### Compito assegnato A:
Restituisci senza alcuna modifica la parte del brano sulla tavola imbandita di surgelati che va da "Se tutto va" fino a "granelli di zucchero." incluso.

### Estratto della fonte:
((
Se tutto va bene, riuscirò a rientrare in casa indenne. Riporrò con cura i miei alimenti, nell’attesa di scongelarli a tempo debito.
Non oso però immaginare che reazione potrebbe avere mia nonna alla vista della mia tavola imbandita di surgelati. Mi sento vagamente colpevole al pensiero che lei preparerà i suoi cannelloni ripieni di ricotta di bufala e le sue zeppole di patate ricoperte di granelli di zucchero.
Io mi limiterò a: aprire il surgelatore, scartare i prodotti, lanciarli nel forno in attesa di scongelare a fuoco lento il cappone ripieno, elemento portante del pasto per raggiungere un certo grado di sazietà. Ho il netto presentimento che qui un buon numero di nonne siederebbe con piacere alla mia tavola progressista. In fin dei conti: quest’anno, tutto è permesso.
))
[Voci salvate]
((
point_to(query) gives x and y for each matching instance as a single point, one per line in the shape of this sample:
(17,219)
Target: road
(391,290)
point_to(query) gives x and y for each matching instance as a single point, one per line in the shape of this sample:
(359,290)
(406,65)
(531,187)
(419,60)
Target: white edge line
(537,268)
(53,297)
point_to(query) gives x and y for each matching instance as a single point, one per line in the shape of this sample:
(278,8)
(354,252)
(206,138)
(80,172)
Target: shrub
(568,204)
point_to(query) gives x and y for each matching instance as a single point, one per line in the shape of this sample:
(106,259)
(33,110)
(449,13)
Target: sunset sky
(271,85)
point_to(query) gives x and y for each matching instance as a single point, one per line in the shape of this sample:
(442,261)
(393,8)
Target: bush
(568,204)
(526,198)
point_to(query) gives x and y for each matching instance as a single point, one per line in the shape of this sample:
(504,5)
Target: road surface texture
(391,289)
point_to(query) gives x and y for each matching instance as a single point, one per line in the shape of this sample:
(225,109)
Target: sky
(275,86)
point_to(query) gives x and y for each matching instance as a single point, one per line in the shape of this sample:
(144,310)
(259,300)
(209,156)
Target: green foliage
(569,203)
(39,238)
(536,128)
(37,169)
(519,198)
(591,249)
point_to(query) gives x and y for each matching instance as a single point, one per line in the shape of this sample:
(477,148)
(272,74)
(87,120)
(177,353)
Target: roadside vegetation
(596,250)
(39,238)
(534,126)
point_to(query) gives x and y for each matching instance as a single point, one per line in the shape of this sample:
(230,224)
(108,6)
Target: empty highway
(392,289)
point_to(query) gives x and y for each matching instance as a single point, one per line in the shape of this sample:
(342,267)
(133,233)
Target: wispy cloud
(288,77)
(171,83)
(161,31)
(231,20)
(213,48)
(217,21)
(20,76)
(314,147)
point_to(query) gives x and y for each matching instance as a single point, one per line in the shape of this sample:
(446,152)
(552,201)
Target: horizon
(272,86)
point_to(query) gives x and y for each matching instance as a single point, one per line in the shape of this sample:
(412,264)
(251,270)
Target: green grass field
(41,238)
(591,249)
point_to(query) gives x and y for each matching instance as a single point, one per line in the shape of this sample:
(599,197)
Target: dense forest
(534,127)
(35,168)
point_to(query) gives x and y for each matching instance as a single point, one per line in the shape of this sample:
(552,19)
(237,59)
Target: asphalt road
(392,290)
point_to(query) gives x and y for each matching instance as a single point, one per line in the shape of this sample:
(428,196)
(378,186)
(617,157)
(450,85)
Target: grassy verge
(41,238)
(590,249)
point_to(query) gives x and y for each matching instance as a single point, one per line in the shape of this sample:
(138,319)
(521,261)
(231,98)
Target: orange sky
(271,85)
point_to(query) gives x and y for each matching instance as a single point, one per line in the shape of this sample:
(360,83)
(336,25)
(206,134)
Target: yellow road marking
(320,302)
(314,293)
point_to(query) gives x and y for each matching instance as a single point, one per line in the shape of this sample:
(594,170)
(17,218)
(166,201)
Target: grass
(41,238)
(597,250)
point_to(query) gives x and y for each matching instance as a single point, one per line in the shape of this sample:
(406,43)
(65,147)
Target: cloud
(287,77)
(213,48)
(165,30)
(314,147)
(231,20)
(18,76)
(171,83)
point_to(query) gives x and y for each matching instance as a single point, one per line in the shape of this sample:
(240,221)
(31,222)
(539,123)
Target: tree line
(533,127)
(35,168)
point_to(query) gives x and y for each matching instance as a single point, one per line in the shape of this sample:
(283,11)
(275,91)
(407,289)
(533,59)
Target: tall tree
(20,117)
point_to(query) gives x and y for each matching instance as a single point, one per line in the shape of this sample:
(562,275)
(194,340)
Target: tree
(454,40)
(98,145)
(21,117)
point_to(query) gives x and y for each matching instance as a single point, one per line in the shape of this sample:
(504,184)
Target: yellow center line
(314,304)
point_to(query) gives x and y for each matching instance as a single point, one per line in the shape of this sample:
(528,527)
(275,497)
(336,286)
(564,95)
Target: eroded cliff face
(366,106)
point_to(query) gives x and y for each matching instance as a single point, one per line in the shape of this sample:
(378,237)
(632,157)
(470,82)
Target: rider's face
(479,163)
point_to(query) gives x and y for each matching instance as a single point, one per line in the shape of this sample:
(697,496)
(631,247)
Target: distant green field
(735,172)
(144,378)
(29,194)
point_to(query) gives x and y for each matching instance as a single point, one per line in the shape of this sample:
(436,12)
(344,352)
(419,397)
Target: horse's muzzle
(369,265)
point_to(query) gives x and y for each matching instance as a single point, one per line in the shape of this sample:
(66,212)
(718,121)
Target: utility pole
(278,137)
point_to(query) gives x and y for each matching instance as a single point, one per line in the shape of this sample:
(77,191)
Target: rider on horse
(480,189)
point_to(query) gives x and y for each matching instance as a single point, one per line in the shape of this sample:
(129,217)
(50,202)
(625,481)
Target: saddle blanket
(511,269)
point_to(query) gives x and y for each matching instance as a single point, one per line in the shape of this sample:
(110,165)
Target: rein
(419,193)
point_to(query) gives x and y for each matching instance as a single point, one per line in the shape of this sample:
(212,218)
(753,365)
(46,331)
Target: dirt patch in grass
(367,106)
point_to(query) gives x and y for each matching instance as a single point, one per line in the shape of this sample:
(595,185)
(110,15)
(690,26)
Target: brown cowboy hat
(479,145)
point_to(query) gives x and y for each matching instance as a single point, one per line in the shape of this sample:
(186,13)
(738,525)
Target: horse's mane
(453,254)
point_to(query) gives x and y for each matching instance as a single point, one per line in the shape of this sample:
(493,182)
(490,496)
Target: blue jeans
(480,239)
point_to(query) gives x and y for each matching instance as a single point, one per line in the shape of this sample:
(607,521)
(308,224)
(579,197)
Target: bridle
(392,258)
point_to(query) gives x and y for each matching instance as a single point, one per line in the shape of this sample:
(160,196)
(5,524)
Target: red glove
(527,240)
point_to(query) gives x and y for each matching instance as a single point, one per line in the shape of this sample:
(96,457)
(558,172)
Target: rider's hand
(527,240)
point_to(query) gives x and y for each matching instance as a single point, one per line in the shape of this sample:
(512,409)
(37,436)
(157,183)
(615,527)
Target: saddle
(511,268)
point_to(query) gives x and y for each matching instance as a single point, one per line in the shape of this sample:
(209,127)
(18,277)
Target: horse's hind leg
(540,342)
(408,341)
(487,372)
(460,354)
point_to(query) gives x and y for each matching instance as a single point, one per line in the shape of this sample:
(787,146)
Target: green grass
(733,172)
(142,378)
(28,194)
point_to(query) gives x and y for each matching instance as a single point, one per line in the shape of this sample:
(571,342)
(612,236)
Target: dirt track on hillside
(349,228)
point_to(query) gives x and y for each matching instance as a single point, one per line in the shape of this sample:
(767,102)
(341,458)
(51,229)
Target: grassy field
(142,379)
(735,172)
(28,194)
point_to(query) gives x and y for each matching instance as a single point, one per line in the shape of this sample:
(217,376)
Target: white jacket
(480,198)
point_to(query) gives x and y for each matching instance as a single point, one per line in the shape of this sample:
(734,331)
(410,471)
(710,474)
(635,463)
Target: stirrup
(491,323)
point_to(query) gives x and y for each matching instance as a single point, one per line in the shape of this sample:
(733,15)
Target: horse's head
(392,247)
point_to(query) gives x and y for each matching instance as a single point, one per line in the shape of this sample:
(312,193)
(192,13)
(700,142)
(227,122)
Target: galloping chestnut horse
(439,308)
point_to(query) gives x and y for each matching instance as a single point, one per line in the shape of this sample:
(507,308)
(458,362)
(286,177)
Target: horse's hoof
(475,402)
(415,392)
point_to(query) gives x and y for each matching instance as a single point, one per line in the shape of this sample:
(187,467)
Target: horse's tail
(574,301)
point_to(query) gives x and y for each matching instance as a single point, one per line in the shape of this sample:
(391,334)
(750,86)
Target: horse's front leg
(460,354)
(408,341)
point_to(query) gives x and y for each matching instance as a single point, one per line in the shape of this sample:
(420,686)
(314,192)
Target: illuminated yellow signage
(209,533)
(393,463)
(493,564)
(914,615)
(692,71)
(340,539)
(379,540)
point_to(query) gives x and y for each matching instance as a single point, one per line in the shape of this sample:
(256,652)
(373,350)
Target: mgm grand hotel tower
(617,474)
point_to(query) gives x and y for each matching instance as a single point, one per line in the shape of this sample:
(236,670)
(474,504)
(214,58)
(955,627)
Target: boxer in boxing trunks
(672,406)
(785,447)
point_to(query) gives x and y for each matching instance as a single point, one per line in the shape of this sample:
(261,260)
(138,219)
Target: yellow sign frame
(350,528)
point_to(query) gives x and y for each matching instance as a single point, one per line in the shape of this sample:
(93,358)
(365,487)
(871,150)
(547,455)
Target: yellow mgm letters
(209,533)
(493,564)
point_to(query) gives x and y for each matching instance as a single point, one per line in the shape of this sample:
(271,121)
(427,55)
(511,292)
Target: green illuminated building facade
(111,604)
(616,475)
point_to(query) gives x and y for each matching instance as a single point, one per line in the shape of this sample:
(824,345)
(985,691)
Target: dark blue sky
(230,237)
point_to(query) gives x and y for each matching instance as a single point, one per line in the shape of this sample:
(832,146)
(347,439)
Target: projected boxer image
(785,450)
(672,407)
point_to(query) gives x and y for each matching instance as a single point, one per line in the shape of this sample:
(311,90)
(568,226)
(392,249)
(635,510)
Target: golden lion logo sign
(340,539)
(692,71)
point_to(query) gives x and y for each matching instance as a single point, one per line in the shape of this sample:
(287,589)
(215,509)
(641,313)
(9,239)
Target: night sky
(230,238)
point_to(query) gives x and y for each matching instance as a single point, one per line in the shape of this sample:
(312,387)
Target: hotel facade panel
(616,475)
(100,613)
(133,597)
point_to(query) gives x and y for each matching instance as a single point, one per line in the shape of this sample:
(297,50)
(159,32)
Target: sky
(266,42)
))
### Compito assegnato B:
Elenca, riportandole per intero, tutte le righe delle voci in cui compare la stringa "tree".

### Risposta completa A:
Se tutto va bene, riuscirò a rientrare in casa indenne. Riporrò con cura i miei alimenti, nell’attesa di scongelarli a tempo debito.
Non oso però immaginare che reazione potrebbe avere mia nonna alla vista della mia tavola imbandita di surgelati. Mi sento vagamente colpevole al pensiero che lei preparerà i suoi cannelloni ripieni di ricotta di bufala e le sue zeppole di patate ricoperte di granelli di zucchero.

### Risposta completa B:
Target: tree line
Target: tall tree
Target: tree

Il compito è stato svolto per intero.